Go through the data and copy every line exactly, but not the images.

Data to use:
(begin)

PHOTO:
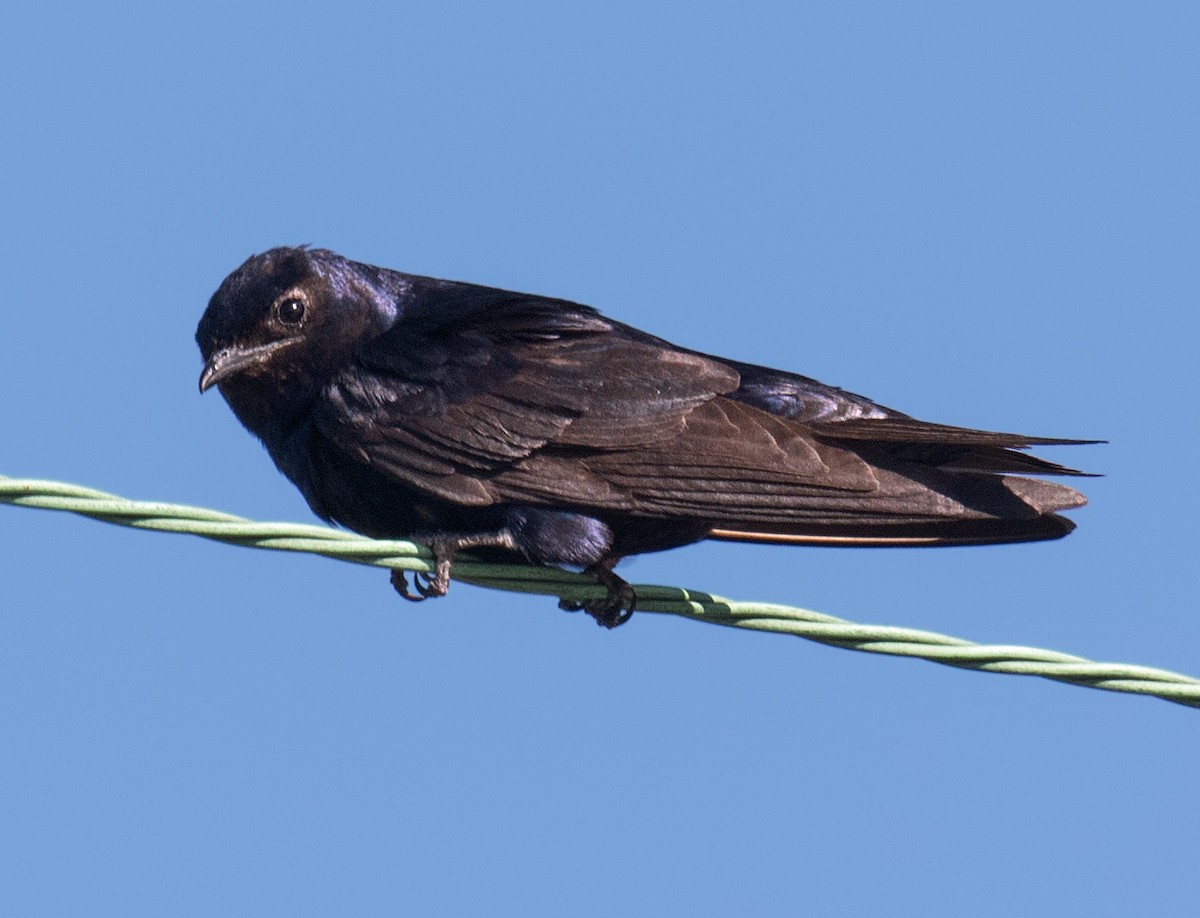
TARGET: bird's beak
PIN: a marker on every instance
(237, 359)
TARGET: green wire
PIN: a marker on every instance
(667, 600)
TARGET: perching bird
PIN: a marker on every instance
(466, 417)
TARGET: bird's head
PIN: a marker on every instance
(281, 325)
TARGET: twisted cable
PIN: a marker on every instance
(667, 600)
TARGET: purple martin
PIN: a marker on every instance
(533, 429)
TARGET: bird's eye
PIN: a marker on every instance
(289, 311)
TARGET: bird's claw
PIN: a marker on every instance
(426, 585)
(616, 609)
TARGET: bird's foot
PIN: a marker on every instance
(616, 609)
(437, 583)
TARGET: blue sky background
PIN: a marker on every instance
(979, 214)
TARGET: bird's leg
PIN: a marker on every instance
(615, 609)
(444, 549)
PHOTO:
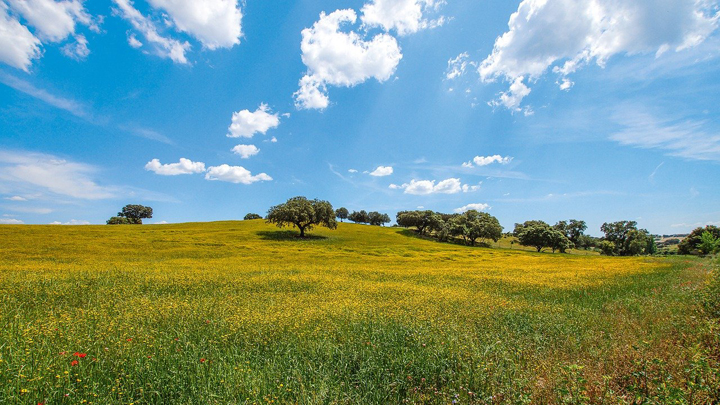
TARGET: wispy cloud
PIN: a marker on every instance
(683, 138)
(73, 107)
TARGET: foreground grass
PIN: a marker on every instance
(240, 312)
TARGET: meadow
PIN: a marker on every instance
(241, 312)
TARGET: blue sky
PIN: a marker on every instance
(589, 109)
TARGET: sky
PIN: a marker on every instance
(597, 110)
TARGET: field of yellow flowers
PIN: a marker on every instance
(245, 313)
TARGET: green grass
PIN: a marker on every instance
(242, 312)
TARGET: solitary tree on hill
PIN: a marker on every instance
(131, 214)
(341, 213)
(303, 214)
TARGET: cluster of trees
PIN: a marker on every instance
(303, 214)
(701, 241)
(623, 238)
(131, 214)
(469, 226)
(372, 218)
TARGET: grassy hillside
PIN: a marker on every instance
(241, 312)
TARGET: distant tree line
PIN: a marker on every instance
(622, 238)
(362, 217)
(701, 241)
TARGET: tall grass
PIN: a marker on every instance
(239, 312)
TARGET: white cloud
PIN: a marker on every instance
(184, 166)
(245, 151)
(512, 98)
(71, 222)
(18, 46)
(403, 16)
(425, 187)
(134, 42)
(457, 66)
(31, 172)
(382, 171)
(684, 138)
(469, 189)
(246, 124)
(488, 160)
(30, 210)
(338, 58)
(53, 20)
(215, 23)
(566, 35)
(68, 105)
(165, 47)
(77, 50)
(234, 174)
(476, 207)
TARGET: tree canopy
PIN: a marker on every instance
(623, 238)
(341, 213)
(691, 244)
(376, 218)
(472, 225)
(131, 214)
(359, 217)
(423, 221)
(540, 235)
(303, 214)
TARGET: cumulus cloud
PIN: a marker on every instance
(71, 222)
(246, 124)
(234, 174)
(382, 171)
(134, 42)
(566, 35)
(245, 151)
(338, 58)
(403, 16)
(476, 207)
(164, 46)
(28, 172)
(53, 20)
(77, 50)
(457, 66)
(184, 166)
(18, 46)
(425, 187)
(215, 23)
(488, 160)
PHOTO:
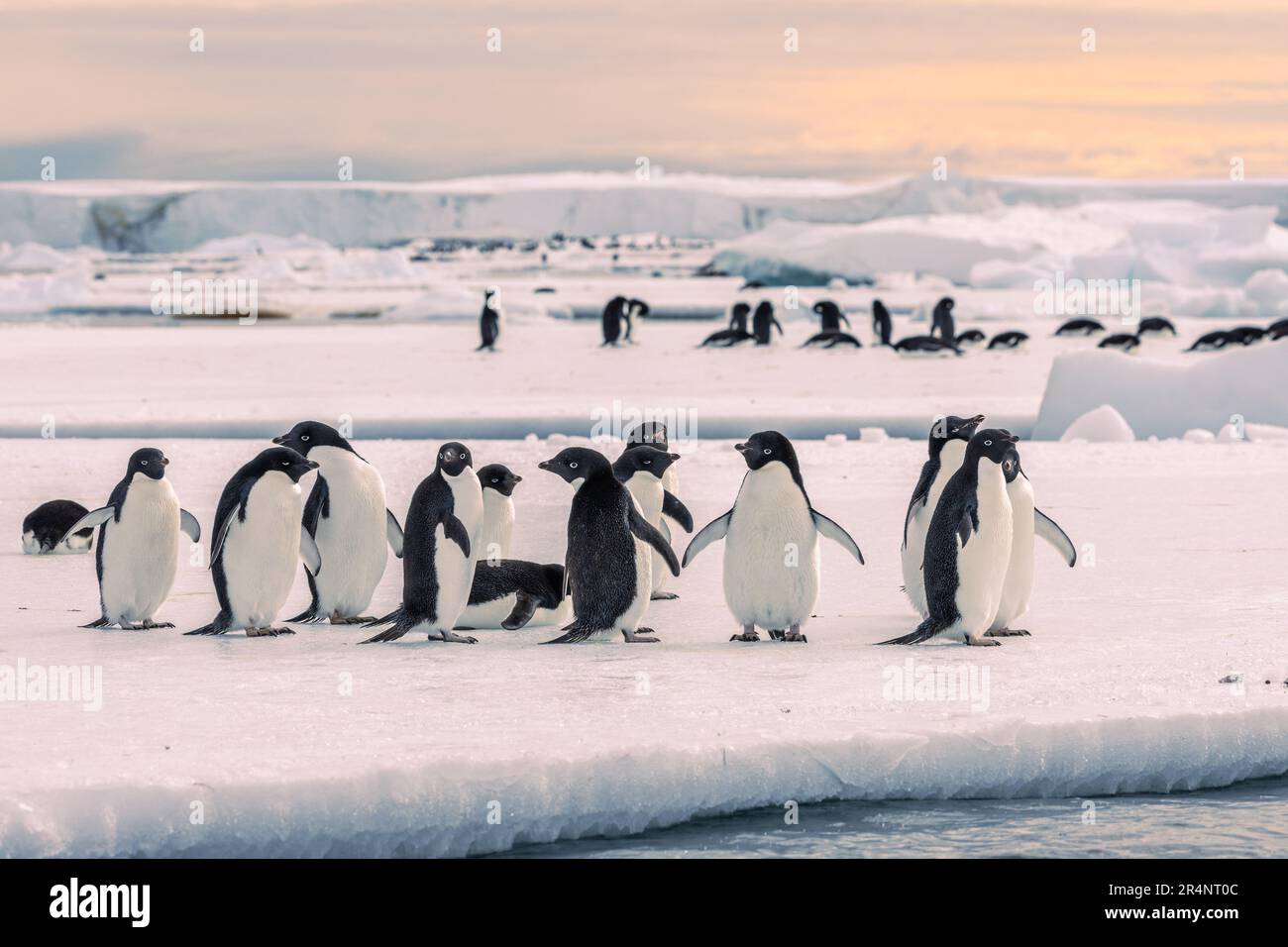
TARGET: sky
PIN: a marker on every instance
(875, 88)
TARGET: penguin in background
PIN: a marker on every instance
(489, 320)
(642, 470)
(498, 483)
(735, 333)
(44, 527)
(945, 449)
(137, 554)
(771, 562)
(259, 539)
(941, 322)
(513, 592)
(610, 320)
(761, 321)
(441, 548)
(969, 547)
(608, 564)
(348, 518)
(1028, 522)
(829, 326)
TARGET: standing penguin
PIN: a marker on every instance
(737, 330)
(259, 539)
(643, 471)
(497, 482)
(947, 446)
(348, 519)
(608, 564)
(761, 321)
(610, 320)
(969, 547)
(771, 564)
(1028, 521)
(441, 548)
(137, 553)
(489, 320)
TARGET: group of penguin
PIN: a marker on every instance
(967, 547)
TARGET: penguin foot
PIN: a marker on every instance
(634, 637)
(458, 639)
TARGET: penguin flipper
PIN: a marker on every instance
(647, 532)
(393, 532)
(524, 607)
(716, 530)
(455, 531)
(90, 519)
(674, 508)
(1050, 530)
(309, 552)
(188, 525)
(836, 532)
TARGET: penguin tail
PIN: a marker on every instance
(217, 628)
(400, 626)
(575, 633)
(922, 633)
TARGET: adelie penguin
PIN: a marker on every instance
(1008, 341)
(259, 540)
(348, 518)
(945, 449)
(441, 548)
(608, 564)
(497, 482)
(1122, 342)
(1080, 328)
(137, 553)
(1026, 522)
(489, 320)
(829, 326)
(969, 547)
(642, 470)
(763, 321)
(44, 528)
(735, 333)
(771, 562)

(end)

Answer to this task:
PHOTO:
TARGET: bird's beak
PIN: a marker on every instance
(237, 359)
TARGET: green wire
PIN: a marker on every instance
(667, 600)
TARGET: perching bird
PIN: a marker on every instance
(466, 417)
TARGET: bird's head
PIN: a marker on every instance
(281, 325)
TARGET: twisted cable
PIN: a marker on every instance
(667, 600)
TARGET: purple martin
PIN: a marker on every instance
(533, 429)
TARGET: bird's eye
PIN: a marker on every instance
(289, 311)
TARGET: bird's claw
PIN: a marker on every instance
(426, 585)
(616, 609)
TARGET: bird's foot
PIN: a marker on every instance
(616, 609)
(437, 583)
TARGET: blue sky background
PIN: a marker on every instance
(979, 214)
TARGET: bird's leg
PIN: a marker on every instance
(615, 609)
(444, 549)
PHOTO:
TARGET: wispy cloud
PIN: a marker on every instance
(683, 138)
(73, 107)
TARGET: foreground grass
PIN: a marker on every instance
(240, 312)
TARGET: meadow
PIN: a marker on every instance
(241, 312)
TARGET: blue sky
PIN: a marker on every instance
(589, 109)
TARGET: sky
PIN: a marker on every instance
(597, 110)
TARGET: field of yellow flowers
PIN: a marker on every instance
(245, 313)
TARGET: green grass
PIN: a marker on every instance
(242, 312)
TARGET: solitary tree on hill
PIN: a marker on every instance
(131, 214)
(341, 213)
(303, 214)
TARGET: cluster of trees
PIN: a marker on every instance
(303, 214)
(701, 241)
(623, 238)
(131, 214)
(469, 226)
(372, 218)
TARGET: grassy hillside
PIN: a marker on every instance
(241, 312)
TARGET: distant tree line
PIN: a marker on every instance
(622, 238)
(362, 217)
(701, 241)
TARGET: tall grass
PIN: a marker on every instance
(239, 312)
TARGET: white cloud
PIN: a marker on every instance
(184, 166)
(245, 151)
(512, 98)
(71, 222)
(18, 46)
(403, 16)
(425, 187)
(134, 42)
(457, 66)
(31, 172)
(382, 171)
(684, 138)
(469, 189)
(246, 124)
(488, 160)
(30, 210)
(338, 58)
(53, 20)
(215, 23)
(566, 35)
(68, 105)
(165, 47)
(77, 50)
(234, 174)
(476, 207)
TARGET: tree canopy
PIN: a marker on every instance
(623, 238)
(341, 213)
(691, 244)
(376, 218)
(472, 225)
(131, 214)
(359, 217)
(423, 221)
(540, 235)
(303, 214)
TARGET: cumulus cloud
PIN: a marker on every instance
(71, 222)
(246, 124)
(234, 174)
(382, 171)
(134, 42)
(566, 35)
(245, 151)
(338, 58)
(403, 16)
(476, 207)
(164, 46)
(28, 172)
(53, 20)
(77, 50)
(457, 66)
(184, 166)
(18, 46)
(425, 187)
(215, 23)
(488, 160)
PHOTO:
TARGET: sky
PIN: a marker on every instance
(875, 88)
TARGET: penguin in background
PIN: a marker on every instance
(489, 320)
(642, 470)
(498, 483)
(735, 333)
(44, 527)
(945, 449)
(137, 554)
(771, 562)
(259, 539)
(941, 322)
(513, 592)
(610, 320)
(761, 321)
(441, 548)
(969, 547)
(608, 564)
(348, 518)
(1028, 522)
(829, 326)
TARGET: standing penguin
PIN: a marker on every instance
(737, 330)
(259, 539)
(643, 471)
(497, 482)
(947, 446)
(348, 519)
(608, 564)
(761, 321)
(610, 320)
(969, 547)
(771, 564)
(1028, 521)
(441, 548)
(137, 553)
(489, 320)
TARGET: group of penguin
PIN: a marker on every instance
(967, 547)
TARGET: penguin foot
PIN: a marker on every instance
(634, 637)
(458, 639)
TARGET: penguin flipper
PIN: a marker on every instance
(647, 532)
(393, 532)
(524, 607)
(716, 530)
(455, 531)
(90, 519)
(674, 508)
(1050, 530)
(309, 552)
(188, 525)
(836, 532)
TARGET: penguin tail
PIN: a marker on every instance
(217, 628)
(400, 626)
(575, 633)
(922, 633)
TARGET: adelie penguin
PIN: a marker on every instance
(1008, 341)
(259, 540)
(348, 518)
(945, 449)
(441, 548)
(608, 564)
(497, 482)
(1122, 342)
(1080, 328)
(137, 553)
(1026, 522)
(489, 320)
(829, 326)
(969, 547)
(642, 470)
(763, 321)
(44, 528)
(735, 333)
(771, 562)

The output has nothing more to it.